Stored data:
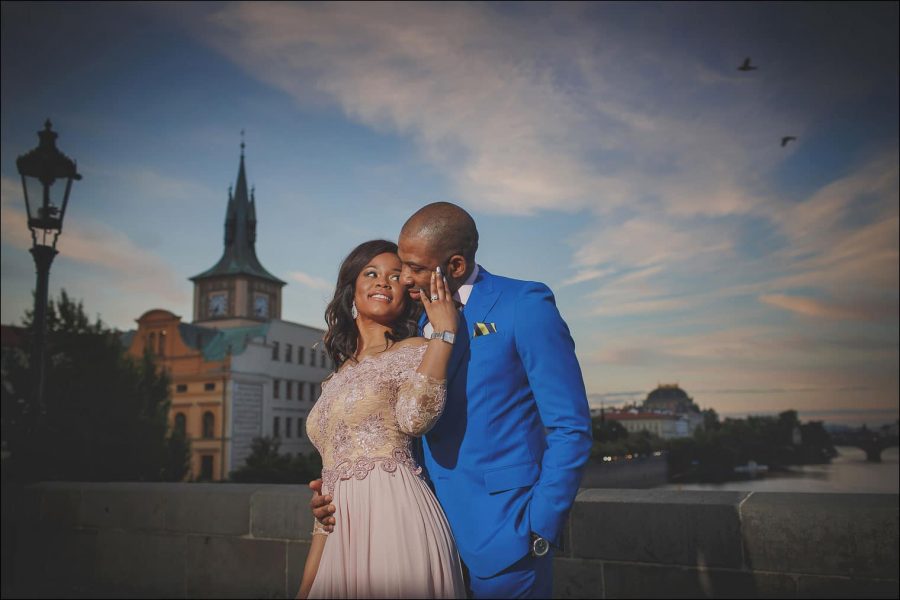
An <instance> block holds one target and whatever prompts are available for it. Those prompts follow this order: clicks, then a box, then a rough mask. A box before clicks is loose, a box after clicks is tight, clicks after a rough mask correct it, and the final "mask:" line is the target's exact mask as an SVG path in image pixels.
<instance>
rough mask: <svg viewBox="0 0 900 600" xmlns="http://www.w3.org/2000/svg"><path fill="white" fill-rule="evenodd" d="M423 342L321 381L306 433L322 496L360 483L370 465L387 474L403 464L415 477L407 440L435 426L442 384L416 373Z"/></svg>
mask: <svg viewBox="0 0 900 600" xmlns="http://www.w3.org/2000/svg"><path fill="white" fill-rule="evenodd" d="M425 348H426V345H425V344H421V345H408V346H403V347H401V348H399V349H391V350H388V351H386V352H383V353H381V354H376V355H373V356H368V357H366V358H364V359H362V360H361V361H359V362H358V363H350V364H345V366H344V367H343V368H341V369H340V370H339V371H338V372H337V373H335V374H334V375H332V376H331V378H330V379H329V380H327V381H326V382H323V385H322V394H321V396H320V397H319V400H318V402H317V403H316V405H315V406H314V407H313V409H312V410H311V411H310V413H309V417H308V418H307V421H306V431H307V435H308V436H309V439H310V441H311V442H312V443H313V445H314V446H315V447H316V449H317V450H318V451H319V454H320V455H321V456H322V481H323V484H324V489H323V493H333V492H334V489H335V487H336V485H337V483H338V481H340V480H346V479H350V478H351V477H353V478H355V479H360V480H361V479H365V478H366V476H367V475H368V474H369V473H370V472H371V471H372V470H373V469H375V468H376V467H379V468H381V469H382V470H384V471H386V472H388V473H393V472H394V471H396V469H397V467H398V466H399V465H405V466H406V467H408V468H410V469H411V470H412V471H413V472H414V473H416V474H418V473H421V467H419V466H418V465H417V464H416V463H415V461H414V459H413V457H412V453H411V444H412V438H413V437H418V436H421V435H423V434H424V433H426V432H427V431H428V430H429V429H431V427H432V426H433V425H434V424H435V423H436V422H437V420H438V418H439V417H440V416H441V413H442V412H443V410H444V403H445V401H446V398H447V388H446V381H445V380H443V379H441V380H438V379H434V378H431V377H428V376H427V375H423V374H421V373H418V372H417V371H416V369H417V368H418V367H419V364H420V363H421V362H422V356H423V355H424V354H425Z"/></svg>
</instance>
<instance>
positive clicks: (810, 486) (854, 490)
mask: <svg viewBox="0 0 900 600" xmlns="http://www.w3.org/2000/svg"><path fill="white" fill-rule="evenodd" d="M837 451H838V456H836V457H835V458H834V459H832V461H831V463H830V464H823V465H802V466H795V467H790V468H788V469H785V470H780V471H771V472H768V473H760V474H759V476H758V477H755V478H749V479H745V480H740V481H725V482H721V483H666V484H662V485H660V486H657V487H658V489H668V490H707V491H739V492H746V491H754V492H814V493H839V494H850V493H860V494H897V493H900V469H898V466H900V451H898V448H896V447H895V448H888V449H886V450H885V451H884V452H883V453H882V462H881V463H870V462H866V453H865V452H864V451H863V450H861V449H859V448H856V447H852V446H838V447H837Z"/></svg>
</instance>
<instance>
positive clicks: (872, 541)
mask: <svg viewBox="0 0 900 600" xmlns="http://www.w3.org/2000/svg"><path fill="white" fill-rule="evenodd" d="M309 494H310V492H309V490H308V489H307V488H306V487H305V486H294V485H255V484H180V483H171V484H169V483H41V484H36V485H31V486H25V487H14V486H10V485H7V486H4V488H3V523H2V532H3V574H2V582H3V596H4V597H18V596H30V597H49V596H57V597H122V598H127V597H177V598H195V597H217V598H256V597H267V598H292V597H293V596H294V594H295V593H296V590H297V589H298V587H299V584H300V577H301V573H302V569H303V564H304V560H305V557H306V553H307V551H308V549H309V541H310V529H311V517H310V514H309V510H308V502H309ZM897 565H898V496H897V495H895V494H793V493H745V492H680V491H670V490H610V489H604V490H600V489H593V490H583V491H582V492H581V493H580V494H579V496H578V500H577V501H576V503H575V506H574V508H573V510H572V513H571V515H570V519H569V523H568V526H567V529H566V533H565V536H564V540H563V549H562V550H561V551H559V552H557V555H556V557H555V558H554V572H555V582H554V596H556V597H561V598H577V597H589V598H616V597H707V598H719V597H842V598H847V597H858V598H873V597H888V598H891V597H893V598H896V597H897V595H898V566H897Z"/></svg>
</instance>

→ **Exercise directions**: Write out the listing above word for word, leaving out the picture.

→ **Response area**:
An <instance> block holds one target and whatever prompts are available for it. Those prompts follow this order: clicks, then a box, then a rough mask. A box before clicks is loose, a box after clicks is tight, clicks after a rough mask correct it, and the final "mask:" line is the target's exact mask as an SVG path in image pixels.
<instance>
rough mask: <svg viewBox="0 0 900 600" xmlns="http://www.w3.org/2000/svg"><path fill="white" fill-rule="evenodd" d="M423 342L321 381L306 433L322 496L360 483L370 465L387 474L403 464L415 477L407 440L435 426L442 384L416 373Z"/></svg>
mask: <svg viewBox="0 0 900 600" xmlns="http://www.w3.org/2000/svg"><path fill="white" fill-rule="evenodd" d="M425 348H426V345H425V344H421V345H408V346H403V347H401V348H399V349H391V350H388V351H386V352H383V353H381V354H376V355H373V356H368V357H366V358H364V359H362V360H361V361H359V362H358V363H350V364H345V366H344V367H343V368H341V369H340V370H339V371H338V372H337V373H335V374H334V375H332V376H331V378H330V379H329V380H327V381H326V382H323V385H322V394H321V396H320V397H319V400H318V402H317V403H316V405H315V406H314V407H313V409H312V410H311V411H310V413H309V417H308V418H307V421H306V431H307V435H308V436H309V439H310V441H311V442H312V443H313V445H314V446H315V447H316V449H317V450H318V451H319V454H320V455H321V456H322V481H323V484H324V489H323V493H333V492H334V489H335V487H336V485H337V483H338V481H340V480H346V479H350V478H351V477H353V478H355V479H360V480H361V479H365V478H366V476H367V475H368V474H369V473H370V472H371V471H372V470H373V469H375V468H376V467H379V468H381V469H382V470H384V471H386V472H388V473H393V472H394V471H396V469H397V467H398V466H399V465H405V466H406V467H408V468H410V469H411V470H412V471H413V472H414V473H416V474H418V473H421V467H419V466H418V465H417V464H416V463H415V461H414V459H413V457H412V453H411V444H412V438H413V437H418V436H421V435H423V434H424V433H426V432H427V431H428V430H429V429H431V427H432V426H433V425H434V424H435V423H436V422H437V420H438V418H439V417H440V416H441V413H442V412H443V410H444V403H445V401H446V398H447V388H446V381H445V380H443V379H441V380H438V379H434V378H431V377H428V376H427V375H423V374H421V373H418V372H417V371H416V369H417V368H418V367H419V364H420V363H421V362H422V356H423V355H424V354H425Z"/></svg>
</instance>
<instance>
positive clicks: (810, 486) (854, 490)
mask: <svg viewBox="0 0 900 600" xmlns="http://www.w3.org/2000/svg"><path fill="white" fill-rule="evenodd" d="M837 451H838V456H836V457H835V458H834V459H832V461H831V463H830V464H823V465H802V466H795V467H790V468H788V469H785V470H780V471H771V472H768V473H760V474H759V476H758V477H755V478H749V479H745V480H740V481H725V482H721V483H666V484H662V485H660V486H657V487H658V489H668V490H707V491H739V492H746V491H754V492H814V493H839V494H850V493H860V494H897V493H900V469H898V466H900V451H898V448H896V447H895V448H888V449H886V450H885V451H884V452H883V453H882V462H881V463H870V462H866V453H865V452H864V451H863V450H861V449H859V448H856V447H852V446H838V447H837Z"/></svg>
</instance>
<instance>
positive clicks: (872, 541)
mask: <svg viewBox="0 0 900 600" xmlns="http://www.w3.org/2000/svg"><path fill="white" fill-rule="evenodd" d="M309 494H310V492H309V490H308V489H307V488H306V487H305V486H294V485H255V484H180V483H171V484H169V483H41V484H36V485H31V486H25V487H14V486H10V485H7V486H4V488H3V523H2V532H3V574H2V582H3V596H4V597H18V596H30V597H49V596H57V597H122V598H127V597H177V598H195V597H217V598H256V597H267V598H292V597H293V596H294V594H295V593H296V590H297V589H298V587H299V584H300V577H301V573H302V569H303V564H304V560H305V557H306V553H307V551H308V549H309V541H310V529H311V517H310V514H309V510H308V502H309ZM897 565H898V496H897V495H895V494H793V493H745V492H680V491H670V490H610V489H604V490H600V489H593V490H583V491H582V492H581V493H580V494H579V496H578V500H577V501H576V503H575V506H574V508H573V510H572V513H571V515H570V519H569V523H568V526H567V529H566V533H565V536H564V540H563V549H562V550H561V551H559V552H557V555H556V557H555V558H554V572H555V582H554V596H556V597H561V598H577V597H589V598H616V597H707V598H719V597H842V598H847V597H858V598H873V597H888V598H891V597H893V598H896V597H897V595H898V566H897Z"/></svg>
</instance>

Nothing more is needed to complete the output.